[Location annotation dataset excerpts]
————

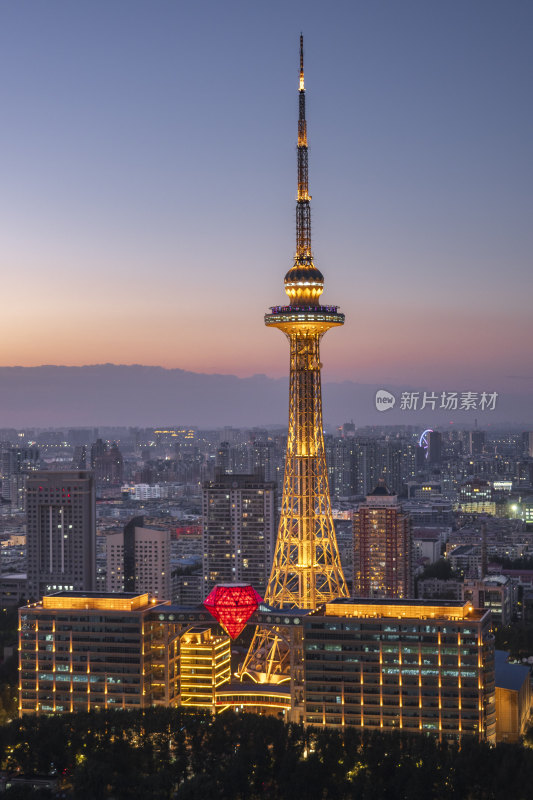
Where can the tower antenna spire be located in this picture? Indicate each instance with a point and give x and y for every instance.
(306, 570)
(303, 254)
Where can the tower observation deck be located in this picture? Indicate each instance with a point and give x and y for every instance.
(306, 570)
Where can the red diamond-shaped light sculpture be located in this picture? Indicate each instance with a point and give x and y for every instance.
(232, 605)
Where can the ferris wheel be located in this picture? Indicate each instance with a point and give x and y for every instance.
(424, 441)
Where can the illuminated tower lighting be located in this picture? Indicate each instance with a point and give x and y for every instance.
(306, 571)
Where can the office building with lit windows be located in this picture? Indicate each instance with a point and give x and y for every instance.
(205, 666)
(417, 666)
(84, 651)
(138, 560)
(382, 546)
(61, 532)
(238, 530)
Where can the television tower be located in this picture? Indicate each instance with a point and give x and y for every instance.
(306, 571)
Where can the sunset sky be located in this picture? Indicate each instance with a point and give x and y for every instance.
(148, 181)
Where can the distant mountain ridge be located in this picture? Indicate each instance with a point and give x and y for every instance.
(114, 394)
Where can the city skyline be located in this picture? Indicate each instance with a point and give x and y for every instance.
(152, 155)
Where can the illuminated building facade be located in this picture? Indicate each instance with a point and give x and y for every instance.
(476, 497)
(81, 651)
(415, 666)
(205, 666)
(382, 547)
(513, 699)
(61, 532)
(306, 570)
(238, 530)
(138, 560)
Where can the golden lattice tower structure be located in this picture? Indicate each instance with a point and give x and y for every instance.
(306, 571)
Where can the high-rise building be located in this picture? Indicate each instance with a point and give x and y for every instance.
(107, 464)
(238, 530)
(61, 532)
(205, 666)
(434, 439)
(476, 442)
(417, 666)
(80, 651)
(306, 570)
(382, 547)
(138, 560)
(16, 464)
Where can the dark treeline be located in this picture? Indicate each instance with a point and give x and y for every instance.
(167, 753)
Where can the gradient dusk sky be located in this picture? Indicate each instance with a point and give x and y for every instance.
(148, 181)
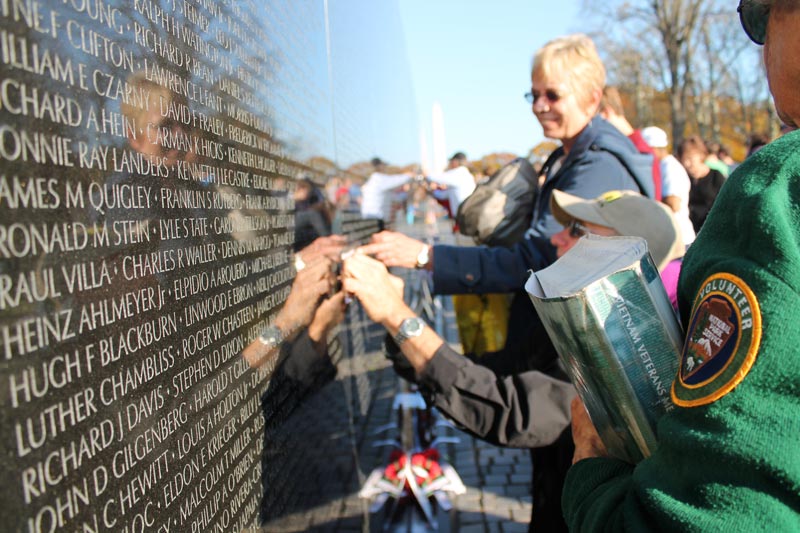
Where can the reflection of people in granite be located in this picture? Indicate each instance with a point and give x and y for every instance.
(312, 217)
(293, 354)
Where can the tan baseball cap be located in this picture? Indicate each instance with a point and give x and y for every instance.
(629, 214)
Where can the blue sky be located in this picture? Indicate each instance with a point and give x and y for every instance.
(473, 57)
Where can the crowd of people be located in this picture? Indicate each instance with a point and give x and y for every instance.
(726, 241)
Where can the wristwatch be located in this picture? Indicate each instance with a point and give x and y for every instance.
(271, 337)
(410, 327)
(424, 256)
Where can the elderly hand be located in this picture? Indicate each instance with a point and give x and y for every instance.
(394, 249)
(309, 286)
(587, 440)
(330, 247)
(376, 289)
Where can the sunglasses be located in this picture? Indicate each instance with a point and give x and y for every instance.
(754, 16)
(551, 95)
(577, 230)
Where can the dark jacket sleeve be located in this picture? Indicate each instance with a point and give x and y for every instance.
(526, 410)
(459, 270)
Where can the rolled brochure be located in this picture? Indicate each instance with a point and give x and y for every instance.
(617, 335)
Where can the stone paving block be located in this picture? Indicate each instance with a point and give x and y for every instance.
(505, 460)
(472, 481)
(472, 528)
(468, 518)
(495, 527)
(495, 479)
(499, 470)
(518, 479)
(515, 527)
(517, 490)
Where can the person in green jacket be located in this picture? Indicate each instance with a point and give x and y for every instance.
(728, 455)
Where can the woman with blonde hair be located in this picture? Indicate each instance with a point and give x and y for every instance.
(567, 80)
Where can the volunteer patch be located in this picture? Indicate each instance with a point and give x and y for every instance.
(722, 341)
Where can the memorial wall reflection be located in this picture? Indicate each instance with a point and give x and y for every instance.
(151, 154)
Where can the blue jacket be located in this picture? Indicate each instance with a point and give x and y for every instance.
(601, 160)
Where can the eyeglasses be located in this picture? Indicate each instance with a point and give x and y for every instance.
(754, 15)
(551, 95)
(577, 230)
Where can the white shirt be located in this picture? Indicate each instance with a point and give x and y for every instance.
(375, 197)
(675, 182)
(460, 184)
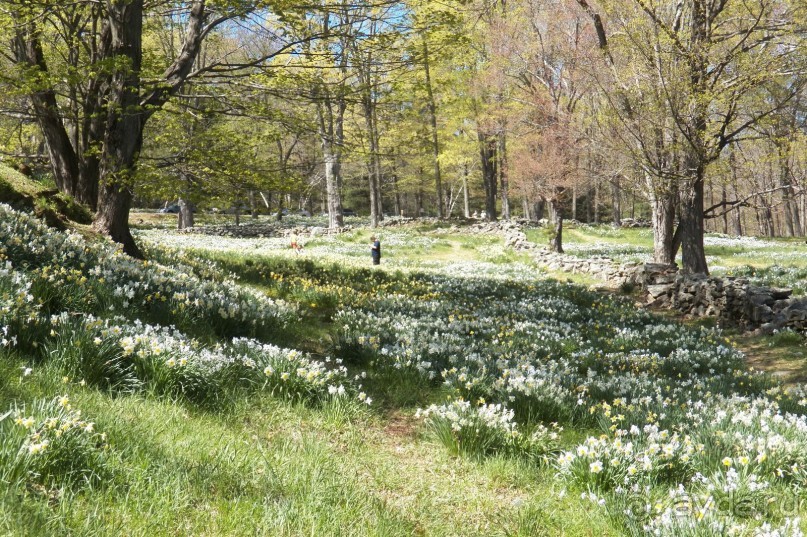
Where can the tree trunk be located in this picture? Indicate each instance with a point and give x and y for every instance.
(693, 256)
(253, 206)
(663, 215)
(64, 161)
(185, 216)
(487, 150)
(538, 210)
(465, 197)
(502, 168)
(432, 106)
(124, 133)
(616, 202)
(556, 242)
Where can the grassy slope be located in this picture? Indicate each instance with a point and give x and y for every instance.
(268, 467)
(264, 466)
(783, 357)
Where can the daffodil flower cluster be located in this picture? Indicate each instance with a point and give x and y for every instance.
(67, 264)
(49, 442)
(479, 429)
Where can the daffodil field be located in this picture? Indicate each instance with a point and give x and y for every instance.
(454, 391)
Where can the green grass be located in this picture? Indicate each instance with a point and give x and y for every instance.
(274, 468)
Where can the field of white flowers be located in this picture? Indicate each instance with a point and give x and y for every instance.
(659, 428)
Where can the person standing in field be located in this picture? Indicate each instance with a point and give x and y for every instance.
(375, 250)
(296, 245)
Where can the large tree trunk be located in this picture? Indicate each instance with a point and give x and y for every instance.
(487, 151)
(466, 201)
(503, 179)
(663, 197)
(432, 106)
(693, 255)
(663, 215)
(556, 242)
(185, 216)
(124, 133)
(333, 181)
(616, 202)
(64, 161)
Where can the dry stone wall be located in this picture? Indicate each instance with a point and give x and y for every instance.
(733, 301)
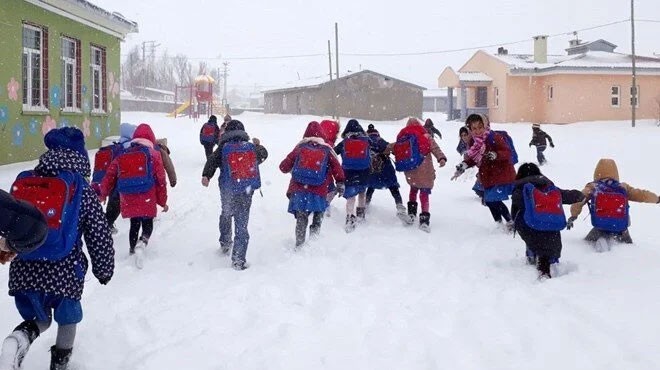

————

**Written exercise:** Rewrite all of the material above, replacing "in this picture" with "in this image" and leaving everything else unchanged. Omit the pictures from your answer.

**Answer for the task:**
Where can the tower antenna spire be located in this image? Indicate each instance with a point and give x and y for every instance.
(306, 570)
(303, 254)
Where can the tower observation deck be located in this image? Indicate each instance with a point and give x and y for every instance.
(306, 570)
Where can the red diamond-shaped light sculpture be located in this image? Indicate each instance with a point and give x and y for every instance.
(232, 605)
Where can the ferris wheel be located in this image? Indicate each instance with a point and give x and y for every instance.
(424, 441)
Where can the illuminated tower lighting be located in this image? Indicate each instance with a point and give x and y for every instance.
(306, 571)
Where can the office building with lit windows be located in this image? Indicate each instance with a point and give x and y for every instance.
(205, 666)
(417, 666)
(84, 651)
(138, 560)
(382, 546)
(61, 532)
(238, 530)
Where can the television tower be located in this image? Indicate each instance with a point and give x and y for every instance.
(306, 571)
Where can the sunset sky be located in this image? Indicate each instance with a point and give x and y for every instance.
(148, 181)
Where can the distant mountain ridge be located in this image? Indicate each instance with a point and give x and y for every instance.
(114, 394)
Where can the city skyline be located in this image? Indicate each instance with a point and give x and y for every instance.
(152, 155)
Where can the illuminated building facade be located in this image? Indicate each instance with a point and give x and y for every instance.
(476, 497)
(81, 651)
(415, 666)
(205, 666)
(382, 547)
(513, 699)
(61, 532)
(306, 570)
(238, 530)
(138, 560)
Where can the golden lattice tower structure be located in this image? Indicate each instance with a point and give x and y for every instance.
(306, 571)
Where can the high-rise building be located in this image? Indicate each instance with a point and give x and y for every instance.
(107, 464)
(238, 530)
(61, 532)
(205, 666)
(434, 439)
(476, 442)
(417, 666)
(80, 651)
(306, 570)
(382, 547)
(138, 560)
(16, 464)
Where can the dark treeline be located in this image? Indicate each instance with a point and give x and y for every instance.
(167, 753)
Where can the gradient dusk sky be located in this image? Indicate each instance with a point and give x and y for every instance.
(148, 181)
Where can the reflection of people in granite be located in this image? Indicate each instance with a point and give x and y for every instance.
(312, 217)
(293, 354)
Where can the tan baseball cap be located in this image? Indicate each instance with a point and give x and y for every instance.
(629, 214)
Where can the blue sky be located in this image? Indicate each instance with a point and give x and y for every instance.
(473, 57)
Where can the crowd of people be located in this image? Indicate each instance with a point and give x and y for every instance.
(726, 241)
Where can the wristwatch be located in this image? Indicate each instance with a point and give x and y for every instance.
(271, 337)
(410, 327)
(424, 256)
Where can the elderly hand be located in this image? Indicate each instance with a point and give x and y for every instance.
(394, 249)
(309, 286)
(587, 440)
(330, 247)
(376, 289)
Where can the sunglasses be located in this image? Indicate each instance with a point and give x and y for every instance.
(754, 16)
(551, 95)
(577, 230)
Where can the dark jacket sleeve be located in this image? Indicate each instance with a point and give x and y for every instance.
(526, 410)
(459, 270)
Where can the rolled brochure be located in this image? Indicate each instance with a point and give x and y for every instance.
(617, 335)
Where can the stone paving block be located in this image? Indicate each instance with a point and give x and y for every instance.
(505, 460)
(472, 481)
(472, 528)
(468, 518)
(495, 527)
(495, 479)
(499, 470)
(518, 479)
(515, 527)
(517, 490)
Where can the person in green jacket be located in this image? Indicate each instance with a point and give x and y for every instance.
(728, 455)
Where can the woman with blonde hair be located in this image? Indicate each instance with a point and give x and y for every instance.
(567, 80)
Where can the volunteer patch be located in this image? Indicate each instance with a point and give x and y for every instance.
(722, 341)
Where can the memorial wall reflection be located in this image? Indicate each instance with a point and give x and y for every instance.
(151, 154)
Where can the blue jacket be located in this image? Indicate each instance with a point and give x and y for every instance.
(601, 160)
Where can the eyeglasses be located in this image? Indicate each instance with a point and give x and y for every instance.
(754, 15)
(551, 95)
(577, 230)
Where can the white shirt be located in this image? Indicate each instance with a point and give x and y for every instance.
(375, 197)
(675, 182)
(460, 184)
Where can the tree trunk be located in this image? Indicate each instance with a point and give x and y for every instance.
(693, 256)
(253, 206)
(663, 215)
(64, 161)
(185, 216)
(487, 150)
(538, 210)
(465, 197)
(502, 168)
(432, 106)
(124, 133)
(616, 202)
(556, 242)
Where can the grassy slope be located in this image? Indicate each instance with a point and give x and y for every instance.
(268, 467)
(264, 466)
(783, 357)
Where can the daffodil flower cluster be located in this image? Indicate each instance with a point and give x and y for every instance.
(67, 264)
(49, 442)
(479, 429)
Where can the daffodil field be located in this image? Indicate each instance with a point and give x and y for every instance.
(454, 391)
Where can the green grass be located in this image? Indicate each instance with a point and give x and y for every instance.
(274, 468)
Where can the field of white flowers be located in this image? Indicate each instance with a point and give x and y for every instance.
(659, 428)
Where can the person standing in field be located in this image? Indicate each instance with a point and give x and y for every instance.
(375, 250)
(296, 245)
Where can the large tree trunk be located in this image? Indicate each instance with a point and give x and y for every instance.
(487, 151)
(466, 201)
(503, 179)
(663, 197)
(432, 106)
(693, 255)
(663, 215)
(556, 242)
(185, 216)
(124, 133)
(333, 181)
(616, 202)
(64, 161)
Where can the dry stone wall be located in this image? Indicate each instance with a point and give x and y for every instance.
(733, 301)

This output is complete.